REQUIREMENT. Please reproduce all of the data below line for line, leaving the pictures out.

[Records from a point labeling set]
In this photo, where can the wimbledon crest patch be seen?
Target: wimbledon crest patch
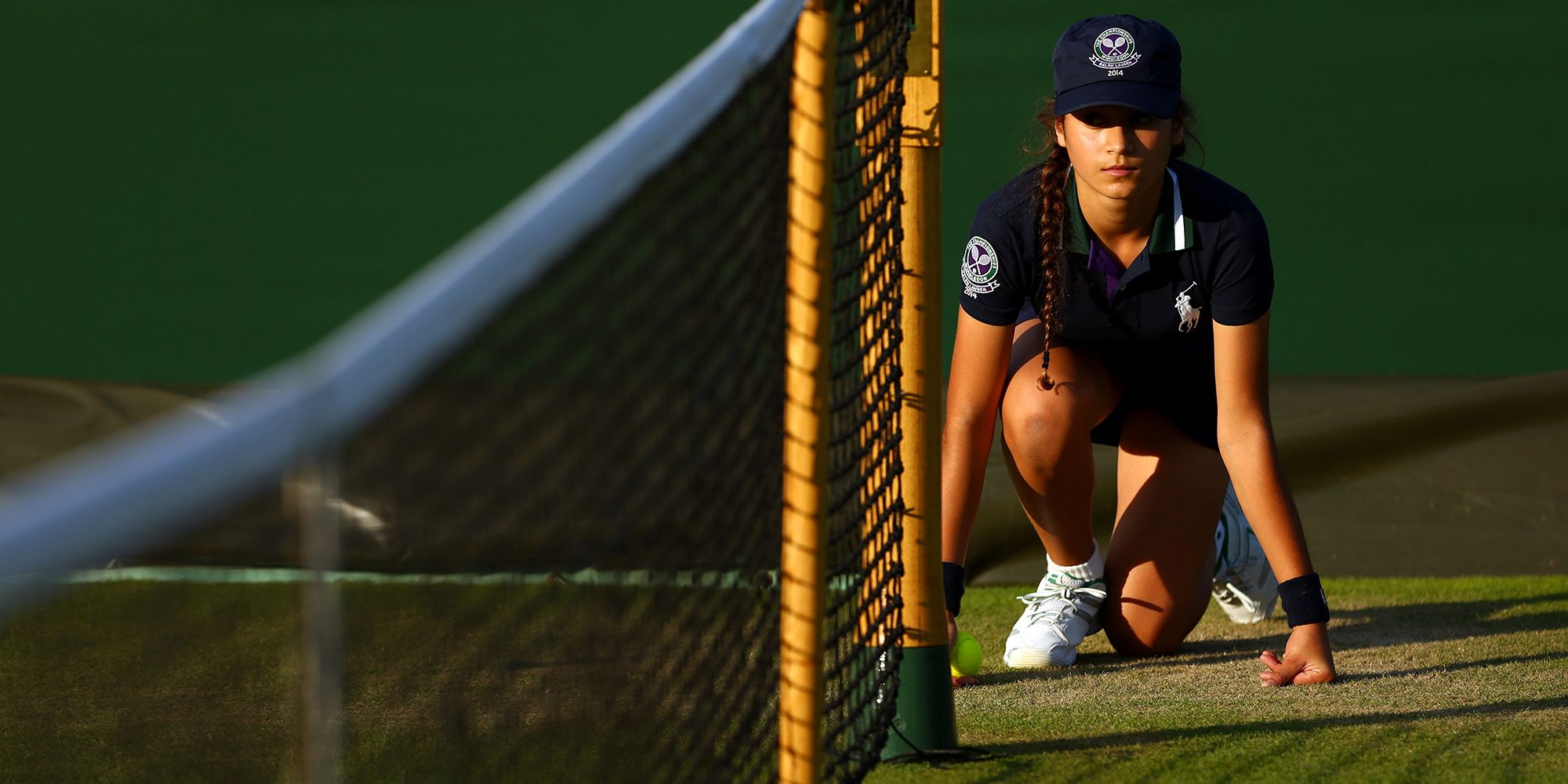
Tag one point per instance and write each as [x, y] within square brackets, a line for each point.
[979, 267]
[1114, 49]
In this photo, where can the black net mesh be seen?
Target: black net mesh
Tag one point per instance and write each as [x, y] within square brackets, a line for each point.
[562, 546]
[615, 437]
[863, 623]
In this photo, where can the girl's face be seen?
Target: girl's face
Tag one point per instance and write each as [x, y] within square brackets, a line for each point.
[1119, 151]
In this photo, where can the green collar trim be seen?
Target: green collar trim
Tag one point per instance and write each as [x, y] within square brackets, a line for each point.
[1172, 228]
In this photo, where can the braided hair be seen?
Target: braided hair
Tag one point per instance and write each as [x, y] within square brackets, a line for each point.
[1053, 225]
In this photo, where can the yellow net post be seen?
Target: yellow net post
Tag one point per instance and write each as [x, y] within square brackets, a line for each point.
[926, 702]
[805, 399]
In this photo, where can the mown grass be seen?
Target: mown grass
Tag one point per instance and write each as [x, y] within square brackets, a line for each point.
[1442, 680]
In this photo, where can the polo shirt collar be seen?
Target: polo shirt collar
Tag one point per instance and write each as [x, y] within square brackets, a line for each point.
[1172, 227]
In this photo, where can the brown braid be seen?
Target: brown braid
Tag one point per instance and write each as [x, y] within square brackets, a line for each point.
[1053, 225]
[1053, 250]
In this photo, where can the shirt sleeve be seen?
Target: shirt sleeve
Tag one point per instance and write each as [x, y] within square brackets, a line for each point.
[1244, 270]
[992, 270]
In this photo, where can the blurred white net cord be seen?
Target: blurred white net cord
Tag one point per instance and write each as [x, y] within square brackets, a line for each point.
[153, 484]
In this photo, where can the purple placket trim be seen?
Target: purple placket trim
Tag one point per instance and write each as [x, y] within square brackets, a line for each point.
[1102, 261]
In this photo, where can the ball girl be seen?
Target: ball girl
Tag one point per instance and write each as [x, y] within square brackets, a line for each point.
[1117, 296]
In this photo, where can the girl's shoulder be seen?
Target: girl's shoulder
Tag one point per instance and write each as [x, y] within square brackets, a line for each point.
[1017, 201]
[1208, 194]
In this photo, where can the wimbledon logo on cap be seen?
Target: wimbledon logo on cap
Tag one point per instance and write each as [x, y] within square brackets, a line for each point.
[979, 267]
[1114, 49]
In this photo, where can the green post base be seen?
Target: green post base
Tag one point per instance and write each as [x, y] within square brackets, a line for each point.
[926, 705]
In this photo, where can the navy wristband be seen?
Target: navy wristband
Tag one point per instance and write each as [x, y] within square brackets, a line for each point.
[953, 586]
[1304, 601]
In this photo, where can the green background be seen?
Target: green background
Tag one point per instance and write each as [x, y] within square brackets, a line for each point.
[195, 191]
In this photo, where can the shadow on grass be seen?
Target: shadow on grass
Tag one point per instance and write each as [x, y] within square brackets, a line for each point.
[1351, 630]
[1249, 728]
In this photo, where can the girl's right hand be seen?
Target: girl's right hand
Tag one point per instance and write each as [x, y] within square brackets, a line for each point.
[953, 634]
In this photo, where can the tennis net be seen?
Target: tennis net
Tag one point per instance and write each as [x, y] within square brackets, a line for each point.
[540, 485]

OUTPUT BELOW.
In this photo, where can the wimbledon crest patch be seen?
Target: wimbledon crest patch
Tag one point per instance and write each as [x, y] within square brackets, a line for each point.
[979, 267]
[1114, 49]
In this photo, where can the black net mesh be seen?
Target: black net mesh
Tag one point per instance and write each as [x, y] within square brackets, a line for each point.
[562, 546]
[615, 437]
[863, 623]
In this photo, where can the girl's face be seen?
Target: girl's face
Tag one point per instance and write each as [x, y] within square brackets, a line for each point.
[1119, 151]
In this photo, where can the green collar trim be seen?
Target: green collar trim
Tag one point per instance and write each as [x, y] within square brackets, a line for each point.
[1172, 228]
In this photo, where can the braided hair be seen?
Target: braided hair
Tag one point per instance and write each as [x, y] within square brackets, a line for each point.
[1053, 225]
In this photo, where can the yellow net post be seen?
Target: yellow net post
Tag one point per instance and write each as [x, y] within square brackets, a line for each point.
[926, 702]
[805, 399]
In this photo, where can the mown grass be seen?
Target: mown grass
Tag one point per instance and write each as [x, y] within square brackets, a line for each point.
[1442, 680]
In this photo, where can the polo shirt collar be seen?
Target: polo shirt collar
Tag one point per instance and write each as [x, y] within square brackets, a line for each point.
[1172, 227]
In this photo, where can the brown braid be seen?
Target: brown braid
Tag one point per instance and write each as [x, y] within square brackets, a line for each point.
[1053, 225]
[1053, 250]
In this photo, where can the shirt sleeve be seen?
Target: shirt sleeve
Tag one point per instance and write each as [x, y] within square brackets, a line for each point.
[1244, 270]
[992, 270]
In this photo, where can the blurred white net cord be seen?
Target: blurred white net cord
Tag one point per instance and write each as [x, y] within square brackets, a line for each point.
[153, 484]
In this photo, where can the purple placket trim be seen?
Target: purple placket trim
Tag one point per instance and write each as [x, y] within square brackets, a line for each point.
[1102, 261]
In this photo, where can the ball girl be seen?
Target: ball girl
Tag one point per instance and write each as [x, y] within square brackets, a line for each point.
[1117, 296]
In this photo, where can the girl's shoulder be seen?
Target: girl's shoulder
Tag one point per instance and write each as [x, y] within square brackets, a line for each point.
[1017, 201]
[1208, 194]
In this photo, where can the wimbledon logo on cap be seen?
Target: wimbledon logo on cap
Tag one point per instance and write each as [x, y] within square brackets, a line for each point.
[979, 267]
[1114, 49]
In this photo, where can the green post base be seen?
Target: green post base
Tag one point per instance and write each as [x, y] within square brackets, a line for each point.
[926, 705]
In this photo, where can the navy wristband be seen?
Target: navy wristband
Tag one point per instance and write each as [x, y] within square brackets, a line for each point.
[953, 586]
[1304, 601]
In this photo, where can the green background be seen?
Target: green background
Tag one point per instance and write each as [x, y] within square brackets, a line for each point.
[195, 191]
In this photo, where can the shadow on grass be seen?
Target: shadow on grass
Tag one point per instance and write each as [x, y] within square brackets, a line for each point.
[1351, 630]
[1249, 728]
In this photo, where can the girl's right hand be seen?
Target: girl's right hand
Tag one point per instance and write each as [x, y] within square brackets, a line for each point.
[953, 634]
In this photo, where can the tennis net be seen?
Target: tennis net
Tag one point per instance and write each as [x, y] within square brackets, a line for each point.
[540, 485]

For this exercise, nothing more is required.